TRAVAIL À FAIRE -
(A) D'après l'article sur la cassette vidéo de l'ONU, qui a tourné les images au sud Liban ?
(B) Reprenez mot pour mot le passage de l'article sur la cassette vidéo de l'ONU qui commence par « De notre correspondant » et se poursuit jusqu'à « des casques bleus. ».

EXTRAIT DE PAGE -
-*-*-
Liban
Bataille pour une cassette vidéo
Le patron du département de maintien de la paix de l'ONU, Jean-Marie Guéhenno, s'explique sur une cassette vidéo filmée par un casque bleu au sud Liban après l'enlèvement de trois soldats israéliens. Le gouvernement libanais met l'ONU en garde contre la divulgation de toute information à «l'ennemi». Israël veut la cassette et accuse les Nations Unies de «couvrir le Hezbollah».
De notre correspondant à New York (Nations Unies)
L'ONU se trouve dans une position d'équilibriste. Dix mois durant, l'organisation a conservé une cassette vidéo filmée par la Force intérimaire des Nations Unies au Liban sud (FINUL). Les images ont été tournées par un casque bleu, au lendemain de l'enlèvement par le Hezbollah de trois soldats israéliens, le 7 octobre dernier, dans la zone controversée des fermes de Chebaa. On y voit les voitures dans lesquelles les soldats ont probablement été enlevés. Après quelques minutes, le film montre également des combattants, vraisemblablement du Hezbollah, s'emparer des véhicules à la barbe des casques bleus.
-*-*-
LIGNES RÉPERTORIÉES -
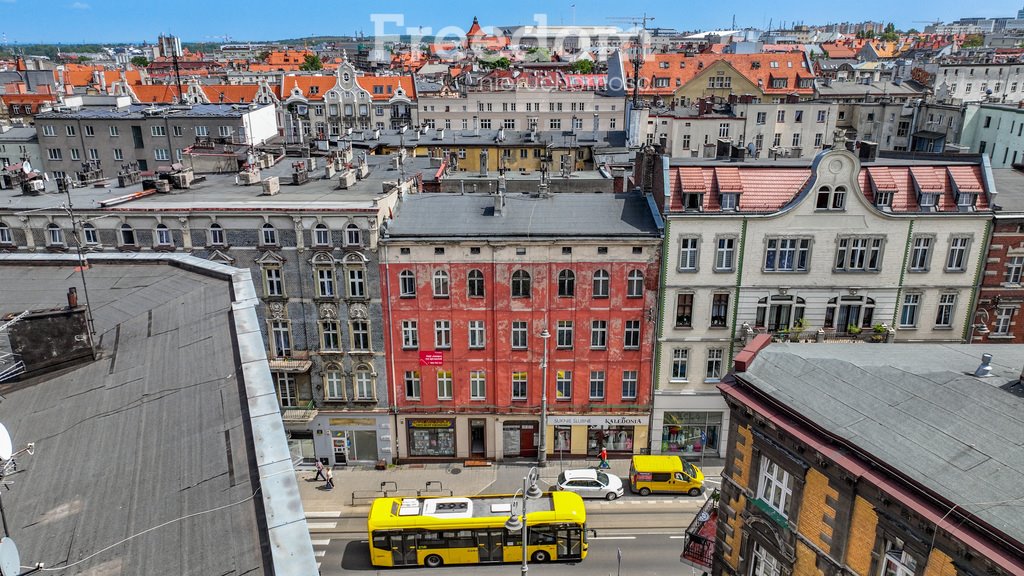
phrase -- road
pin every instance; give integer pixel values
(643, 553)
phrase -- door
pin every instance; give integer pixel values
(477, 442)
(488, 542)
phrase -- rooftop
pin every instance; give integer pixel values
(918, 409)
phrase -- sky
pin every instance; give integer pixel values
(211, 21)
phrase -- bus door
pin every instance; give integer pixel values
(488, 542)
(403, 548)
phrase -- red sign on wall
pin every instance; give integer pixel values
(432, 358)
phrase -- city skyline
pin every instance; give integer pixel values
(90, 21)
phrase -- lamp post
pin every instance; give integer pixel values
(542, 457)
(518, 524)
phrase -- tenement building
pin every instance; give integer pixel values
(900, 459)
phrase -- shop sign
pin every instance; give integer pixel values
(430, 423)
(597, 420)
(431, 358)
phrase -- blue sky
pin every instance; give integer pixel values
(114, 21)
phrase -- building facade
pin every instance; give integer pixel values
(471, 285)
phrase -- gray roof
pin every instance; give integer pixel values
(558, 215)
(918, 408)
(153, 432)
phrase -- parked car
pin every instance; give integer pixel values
-*-*-
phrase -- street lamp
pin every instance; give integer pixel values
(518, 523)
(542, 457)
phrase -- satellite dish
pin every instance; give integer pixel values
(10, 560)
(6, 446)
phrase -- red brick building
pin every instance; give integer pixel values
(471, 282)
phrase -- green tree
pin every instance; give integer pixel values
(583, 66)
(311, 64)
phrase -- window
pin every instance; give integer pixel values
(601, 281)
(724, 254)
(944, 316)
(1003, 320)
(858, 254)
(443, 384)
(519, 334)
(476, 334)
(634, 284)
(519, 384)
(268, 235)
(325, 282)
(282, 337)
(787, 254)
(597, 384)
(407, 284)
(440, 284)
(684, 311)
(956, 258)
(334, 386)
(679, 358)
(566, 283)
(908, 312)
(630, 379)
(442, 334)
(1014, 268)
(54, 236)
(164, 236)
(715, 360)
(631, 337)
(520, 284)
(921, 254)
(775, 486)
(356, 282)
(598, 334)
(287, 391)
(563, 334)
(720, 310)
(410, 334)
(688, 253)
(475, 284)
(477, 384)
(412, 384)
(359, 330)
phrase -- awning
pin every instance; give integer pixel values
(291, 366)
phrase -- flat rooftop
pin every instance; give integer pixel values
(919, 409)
-*-*-
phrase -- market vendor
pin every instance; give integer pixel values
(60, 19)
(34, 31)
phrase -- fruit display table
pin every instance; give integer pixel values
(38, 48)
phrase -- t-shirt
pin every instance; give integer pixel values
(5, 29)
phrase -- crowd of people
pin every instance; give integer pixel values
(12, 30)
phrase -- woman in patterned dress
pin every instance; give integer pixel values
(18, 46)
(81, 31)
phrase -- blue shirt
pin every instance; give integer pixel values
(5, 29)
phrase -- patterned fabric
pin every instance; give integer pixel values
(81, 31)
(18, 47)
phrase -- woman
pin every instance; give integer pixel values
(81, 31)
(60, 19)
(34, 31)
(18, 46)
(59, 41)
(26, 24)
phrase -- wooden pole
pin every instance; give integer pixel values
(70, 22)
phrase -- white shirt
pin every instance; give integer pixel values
-*-*-
EN RÉPONSE -
(A) Un casque bleu de la Force intérimaire des Nations Unies au Liban sud (FINUL).

(B)
De notre correspondant à New York (Nations Unies)
L'ONU se trouve dans une position d'équilibriste. Dix mois durant, l'organisation a conservé une cassette vidéo filmée par la Force intérimaire des Nations Unies au Liban sud (FINUL). Les images ont été tournées par un casque bleu, au lendemain de l'enlèvement par le Hezbollah de trois soldats israéliens, le 7 octobre dernier, dans la zone controversée des fermes de Chebaa. On y voit les voitures dans lesquelles les soldats ont probablement été enlevés. Après quelques minutes, le film montre également des combattants, vraisemblablement du Hezbollah, s'emparer des véhicules à la barbe des casques bleus.